▶ _YOUR OBJECTIVE_
Only the lines of the data below from the one with "TARGET = green leaf" through the one with "TASK = indicate" are wanted. Repeat them exactly.

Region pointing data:
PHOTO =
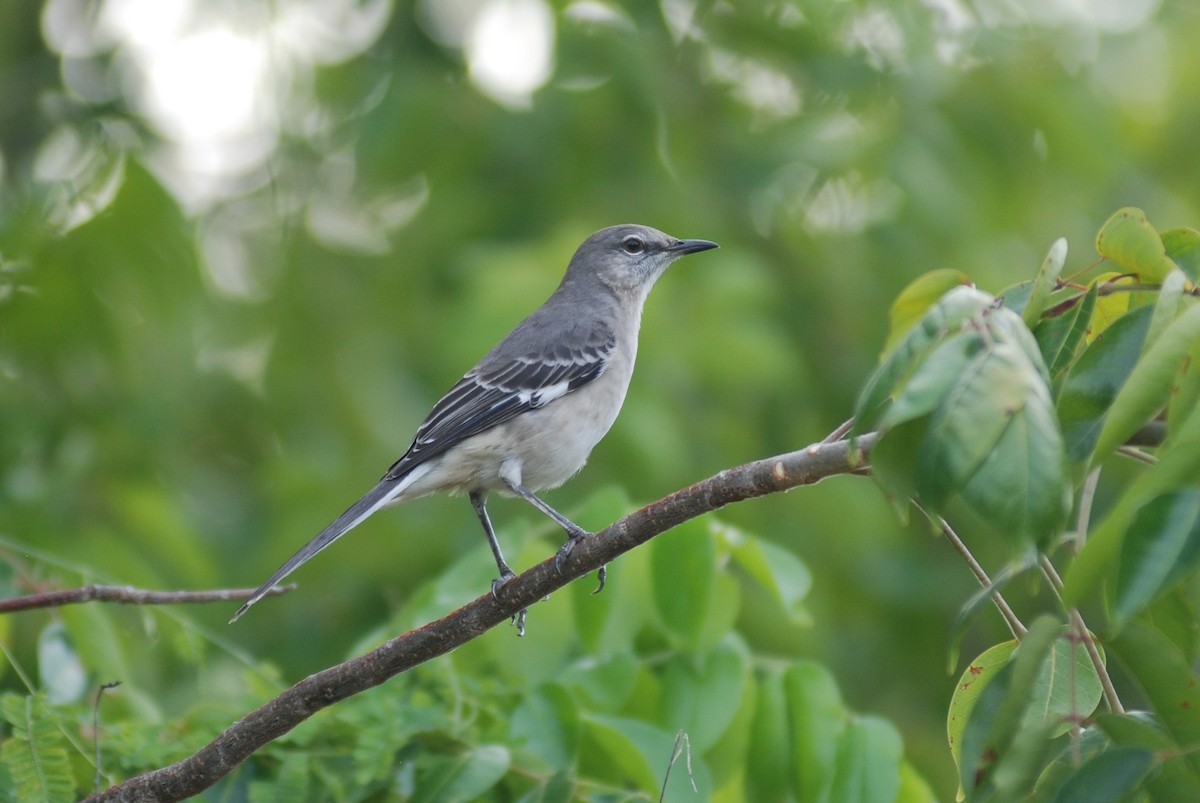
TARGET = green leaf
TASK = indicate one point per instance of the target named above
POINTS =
(1096, 378)
(783, 575)
(1001, 709)
(1128, 239)
(546, 723)
(624, 750)
(604, 683)
(1162, 545)
(61, 673)
(1061, 335)
(1179, 465)
(702, 697)
(868, 763)
(917, 298)
(954, 309)
(1109, 777)
(1186, 396)
(771, 738)
(1044, 282)
(36, 751)
(683, 575)
(819, 719)
(971, 684)
(1150, 383)
(463, 777)
(1182, 246)
(1167, 306)
(1067, 688)
(925, 390)
(995, 441)
(1175, 779)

▶ _ANSWER_
TARGET = green leaf
TASK = indicate one point per instance of the target named above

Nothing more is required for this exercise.